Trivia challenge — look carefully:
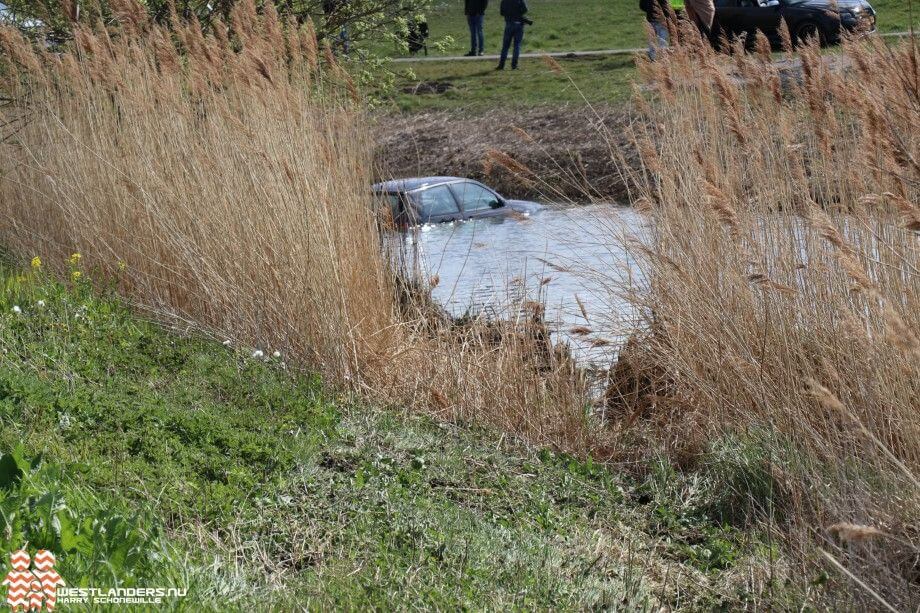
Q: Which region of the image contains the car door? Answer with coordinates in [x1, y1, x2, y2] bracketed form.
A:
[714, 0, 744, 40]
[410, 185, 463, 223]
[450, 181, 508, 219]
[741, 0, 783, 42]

==

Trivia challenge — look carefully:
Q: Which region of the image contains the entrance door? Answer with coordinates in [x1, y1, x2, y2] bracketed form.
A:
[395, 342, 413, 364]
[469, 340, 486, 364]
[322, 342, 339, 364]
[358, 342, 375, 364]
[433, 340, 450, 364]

* * *

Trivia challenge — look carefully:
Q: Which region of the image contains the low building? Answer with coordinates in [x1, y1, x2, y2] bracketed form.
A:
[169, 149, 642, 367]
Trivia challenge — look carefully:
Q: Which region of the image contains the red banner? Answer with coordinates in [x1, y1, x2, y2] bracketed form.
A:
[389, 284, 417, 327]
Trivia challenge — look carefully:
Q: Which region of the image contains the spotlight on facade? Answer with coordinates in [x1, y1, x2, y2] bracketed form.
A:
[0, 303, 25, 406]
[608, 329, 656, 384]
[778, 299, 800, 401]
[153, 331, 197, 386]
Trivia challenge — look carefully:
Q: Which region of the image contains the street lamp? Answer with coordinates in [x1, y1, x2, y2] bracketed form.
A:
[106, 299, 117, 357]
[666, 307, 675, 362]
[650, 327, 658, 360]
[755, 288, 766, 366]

» **What to produce**
Find each line above that contains the word "form" and copy those lines out in full. Capitalization must match.

» **Complete answer**
Q: Which region of the image contains the car door? Answer with coordinates in [x1, y1, x2, y2] bracketed form.
Q: Which region of the image contains the entrance door? Answer with coordinates in [x1, y1, x2, y2] bracketed form.
Q: Which region of the image contains the low building? Answer with coordinates in [x1, y1, x2, y2] bracketed form.
Q: Which region of the image contains the red banner? Answer with coordinates in [x1, y1, x2, y2] bracketed form.
Q: Which region of the image contains the spotlight on facade? Answer with coordinates in [x1, y1, x2, y2] bracketed form.
Q: Which region of the image contains the street lamp? Answer with coordinates in [x1, y1, x2, y2] bracketed form.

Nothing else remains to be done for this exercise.